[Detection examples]
·····

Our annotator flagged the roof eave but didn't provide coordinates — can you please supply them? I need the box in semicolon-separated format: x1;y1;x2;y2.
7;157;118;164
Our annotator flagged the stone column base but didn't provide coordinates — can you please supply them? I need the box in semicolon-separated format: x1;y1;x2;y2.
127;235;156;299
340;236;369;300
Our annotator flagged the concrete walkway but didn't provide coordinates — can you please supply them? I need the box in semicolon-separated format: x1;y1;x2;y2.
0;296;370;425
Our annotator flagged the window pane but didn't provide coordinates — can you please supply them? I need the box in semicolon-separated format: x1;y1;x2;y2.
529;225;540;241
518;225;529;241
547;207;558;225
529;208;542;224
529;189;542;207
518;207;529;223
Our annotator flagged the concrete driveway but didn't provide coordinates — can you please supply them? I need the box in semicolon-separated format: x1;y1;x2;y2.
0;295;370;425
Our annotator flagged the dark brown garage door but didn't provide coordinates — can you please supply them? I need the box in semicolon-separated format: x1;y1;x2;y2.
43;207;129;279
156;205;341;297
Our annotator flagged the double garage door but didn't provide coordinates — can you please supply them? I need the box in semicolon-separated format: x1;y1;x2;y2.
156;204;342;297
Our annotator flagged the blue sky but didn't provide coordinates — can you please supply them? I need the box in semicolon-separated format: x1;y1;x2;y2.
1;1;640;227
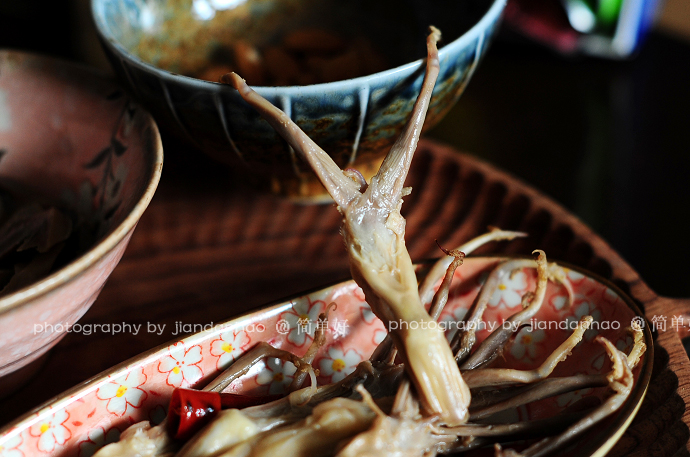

·····

* **TO BE DONE**:
Copy everything from the start of the records down to the line containing "156;205;341;297", substituting "reviewer" for each "annotator" and changing nothing else. Give only those lines.

* **COMPLETE RESPONSE**:
Our reviewer flagged the roof eave but didn't provide coordinates — can you please supply them? I need the box in semicolon-separated format: x1;y1;x2;y2.
7;157;118;164
Our reviewer flagged the stone column base but didn't provide coordinates — can you please supply them? I need the box in semicolon-separated format: x1;y1;x2;y2.
127;235;156;299
340;236;369;300
Our reviewer flagged the concrete walkway but didn't provide coordinates — can you please supply them? I need the box in semicolon-separated format: x1;y1;x2;y2.
0;296;370;425
Our reviewer flagged the window pane but didn't provide coordinates — can you please supply them? I need the box in semicolon-separated format: x1;y1;x2;y2.
529;225;540;241
518;225;529;241
547;207;558;225
529;208;542;224
529;189;542;207
518;207;529;223
Our reviewer flagged the concrete driveway but didn't provide coordinates — can you please supply them? I need the box in semicolon-separated format: x1;y1;x2;y2.
0;295;370;425
Our reviewer flagged the dark brown garage door but didn't provide coordinates — can you please supply them? I need the box in semicolon-separated format: x1;y1;x2;y2.
43;207;129;279
156;205;341;297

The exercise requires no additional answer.